# Aim of the task
Copy out each line of the data that holds the word "then".

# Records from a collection

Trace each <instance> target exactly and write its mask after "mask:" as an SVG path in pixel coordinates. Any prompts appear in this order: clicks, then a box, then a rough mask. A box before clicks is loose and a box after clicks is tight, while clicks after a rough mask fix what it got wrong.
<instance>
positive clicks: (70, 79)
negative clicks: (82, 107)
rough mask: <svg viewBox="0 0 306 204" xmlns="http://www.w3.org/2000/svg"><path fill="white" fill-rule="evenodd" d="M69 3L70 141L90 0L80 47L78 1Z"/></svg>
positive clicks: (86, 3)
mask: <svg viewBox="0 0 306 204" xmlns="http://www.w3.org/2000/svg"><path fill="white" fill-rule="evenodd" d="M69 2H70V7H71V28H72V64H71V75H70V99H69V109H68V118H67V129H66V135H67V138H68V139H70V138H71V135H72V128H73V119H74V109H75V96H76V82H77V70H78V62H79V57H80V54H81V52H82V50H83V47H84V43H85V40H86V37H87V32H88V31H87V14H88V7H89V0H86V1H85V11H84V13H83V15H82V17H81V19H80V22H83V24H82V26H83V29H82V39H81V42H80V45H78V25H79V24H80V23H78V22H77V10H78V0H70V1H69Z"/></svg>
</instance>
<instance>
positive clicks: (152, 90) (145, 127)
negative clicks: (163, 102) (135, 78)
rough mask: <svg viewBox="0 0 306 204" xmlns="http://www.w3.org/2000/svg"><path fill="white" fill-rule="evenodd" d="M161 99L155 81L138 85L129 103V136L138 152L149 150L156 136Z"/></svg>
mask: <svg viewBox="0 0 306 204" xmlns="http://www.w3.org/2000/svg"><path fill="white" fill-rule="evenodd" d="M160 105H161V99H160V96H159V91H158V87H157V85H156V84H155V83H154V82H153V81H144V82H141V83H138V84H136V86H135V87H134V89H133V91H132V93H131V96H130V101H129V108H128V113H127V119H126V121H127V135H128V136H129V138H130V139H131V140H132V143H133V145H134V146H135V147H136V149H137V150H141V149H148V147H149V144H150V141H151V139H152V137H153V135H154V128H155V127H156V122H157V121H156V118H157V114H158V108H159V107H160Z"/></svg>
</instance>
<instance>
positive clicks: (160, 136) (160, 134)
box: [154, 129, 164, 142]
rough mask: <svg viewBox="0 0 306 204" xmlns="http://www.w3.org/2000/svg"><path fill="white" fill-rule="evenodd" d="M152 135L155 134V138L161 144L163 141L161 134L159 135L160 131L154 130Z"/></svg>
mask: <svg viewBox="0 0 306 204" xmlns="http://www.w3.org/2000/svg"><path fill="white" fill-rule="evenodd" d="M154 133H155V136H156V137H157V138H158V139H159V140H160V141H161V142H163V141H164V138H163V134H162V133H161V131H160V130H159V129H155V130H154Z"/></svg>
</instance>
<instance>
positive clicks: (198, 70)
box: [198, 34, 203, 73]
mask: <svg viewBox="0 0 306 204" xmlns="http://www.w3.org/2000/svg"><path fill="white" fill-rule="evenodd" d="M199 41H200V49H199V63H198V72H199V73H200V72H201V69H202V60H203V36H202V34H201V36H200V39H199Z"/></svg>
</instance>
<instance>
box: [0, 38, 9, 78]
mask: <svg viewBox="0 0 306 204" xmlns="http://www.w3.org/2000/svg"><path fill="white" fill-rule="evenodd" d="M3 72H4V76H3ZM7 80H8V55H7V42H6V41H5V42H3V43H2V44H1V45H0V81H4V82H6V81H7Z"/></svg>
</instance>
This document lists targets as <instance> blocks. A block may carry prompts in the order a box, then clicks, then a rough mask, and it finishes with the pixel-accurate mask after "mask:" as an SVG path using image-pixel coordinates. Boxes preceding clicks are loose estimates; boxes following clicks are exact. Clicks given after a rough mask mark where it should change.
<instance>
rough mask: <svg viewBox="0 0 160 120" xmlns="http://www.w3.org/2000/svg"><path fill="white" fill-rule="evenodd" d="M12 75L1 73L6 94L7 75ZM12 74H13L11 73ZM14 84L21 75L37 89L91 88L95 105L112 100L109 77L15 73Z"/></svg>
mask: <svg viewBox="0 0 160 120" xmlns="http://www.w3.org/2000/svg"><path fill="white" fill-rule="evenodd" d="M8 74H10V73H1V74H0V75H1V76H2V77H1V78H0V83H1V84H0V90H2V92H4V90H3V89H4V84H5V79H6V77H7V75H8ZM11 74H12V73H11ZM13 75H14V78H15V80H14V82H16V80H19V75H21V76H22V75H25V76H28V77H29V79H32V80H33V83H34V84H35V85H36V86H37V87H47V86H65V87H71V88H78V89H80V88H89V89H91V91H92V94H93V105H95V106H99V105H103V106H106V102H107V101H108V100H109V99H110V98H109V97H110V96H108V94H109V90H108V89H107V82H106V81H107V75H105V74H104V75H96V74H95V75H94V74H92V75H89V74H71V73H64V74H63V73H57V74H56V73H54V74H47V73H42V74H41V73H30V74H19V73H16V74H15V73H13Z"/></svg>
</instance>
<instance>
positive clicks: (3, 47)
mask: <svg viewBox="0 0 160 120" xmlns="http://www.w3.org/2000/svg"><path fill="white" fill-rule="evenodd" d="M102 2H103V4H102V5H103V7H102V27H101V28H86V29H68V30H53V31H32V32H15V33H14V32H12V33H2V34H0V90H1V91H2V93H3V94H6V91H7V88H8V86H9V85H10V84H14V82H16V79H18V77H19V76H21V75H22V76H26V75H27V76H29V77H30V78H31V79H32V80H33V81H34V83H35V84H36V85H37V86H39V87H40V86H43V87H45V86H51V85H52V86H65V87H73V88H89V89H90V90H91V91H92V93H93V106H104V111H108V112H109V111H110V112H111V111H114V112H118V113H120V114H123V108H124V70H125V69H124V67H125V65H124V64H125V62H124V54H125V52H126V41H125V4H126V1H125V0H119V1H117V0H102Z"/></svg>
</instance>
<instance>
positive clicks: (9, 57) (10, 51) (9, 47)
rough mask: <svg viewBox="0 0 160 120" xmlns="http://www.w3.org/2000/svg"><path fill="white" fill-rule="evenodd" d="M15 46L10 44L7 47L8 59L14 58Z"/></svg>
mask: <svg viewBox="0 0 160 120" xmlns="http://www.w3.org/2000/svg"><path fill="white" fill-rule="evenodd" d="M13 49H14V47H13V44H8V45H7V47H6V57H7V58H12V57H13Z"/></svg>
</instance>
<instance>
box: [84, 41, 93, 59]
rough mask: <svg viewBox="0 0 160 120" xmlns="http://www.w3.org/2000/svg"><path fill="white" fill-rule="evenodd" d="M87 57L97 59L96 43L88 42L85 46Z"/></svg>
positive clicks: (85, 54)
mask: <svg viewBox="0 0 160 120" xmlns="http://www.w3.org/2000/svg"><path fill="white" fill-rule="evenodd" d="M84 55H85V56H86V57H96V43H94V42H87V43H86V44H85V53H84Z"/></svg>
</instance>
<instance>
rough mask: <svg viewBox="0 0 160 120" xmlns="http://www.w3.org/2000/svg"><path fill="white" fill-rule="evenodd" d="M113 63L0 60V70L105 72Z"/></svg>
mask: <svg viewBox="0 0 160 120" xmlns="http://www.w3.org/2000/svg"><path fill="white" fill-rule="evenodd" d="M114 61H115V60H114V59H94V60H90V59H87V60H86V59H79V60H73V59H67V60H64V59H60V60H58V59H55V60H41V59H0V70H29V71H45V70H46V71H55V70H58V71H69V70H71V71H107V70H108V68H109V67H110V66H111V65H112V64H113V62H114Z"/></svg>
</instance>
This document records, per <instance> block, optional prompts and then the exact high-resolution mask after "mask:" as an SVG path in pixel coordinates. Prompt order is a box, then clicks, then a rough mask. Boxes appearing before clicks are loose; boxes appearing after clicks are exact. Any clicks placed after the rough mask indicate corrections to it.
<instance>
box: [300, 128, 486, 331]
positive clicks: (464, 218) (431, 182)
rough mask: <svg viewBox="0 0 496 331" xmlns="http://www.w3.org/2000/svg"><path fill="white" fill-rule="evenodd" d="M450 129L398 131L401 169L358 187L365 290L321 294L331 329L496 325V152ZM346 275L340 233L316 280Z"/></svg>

# Expected answer
Trace each <instance> target exactly and write its mask after "mask:" as an SVG path in pixel coordinates. Any prompts appear in this order: clicks, then a box, then a rough mask. A box before clicks is loose and a box after clicks is tight, while clicks after a rough mask fix what it got wrong.
This document lists targets as <instance> blocks. A block may carry prompts in the order a box, then clicks, then a rough mask, and it finishes with the pixel-accurate mask after "mask:" as an SVG path using image-pixel coordinates. Boxes preceding clicks are loose estimates; boxes following clicks are exact. Clicks given after a rough mask mark where it should change.
This document records, per <instance> block, optional prompts and then the exact high-resolution mask after "mask:" as an SVG path in pixel coordinates. Prompt order is a box, then clicks, then a rough mask. Boxes appearing before clicks are loose; boxes appearing after clicks are exact. Any clicks placed after the rough mask indicate corrections to it.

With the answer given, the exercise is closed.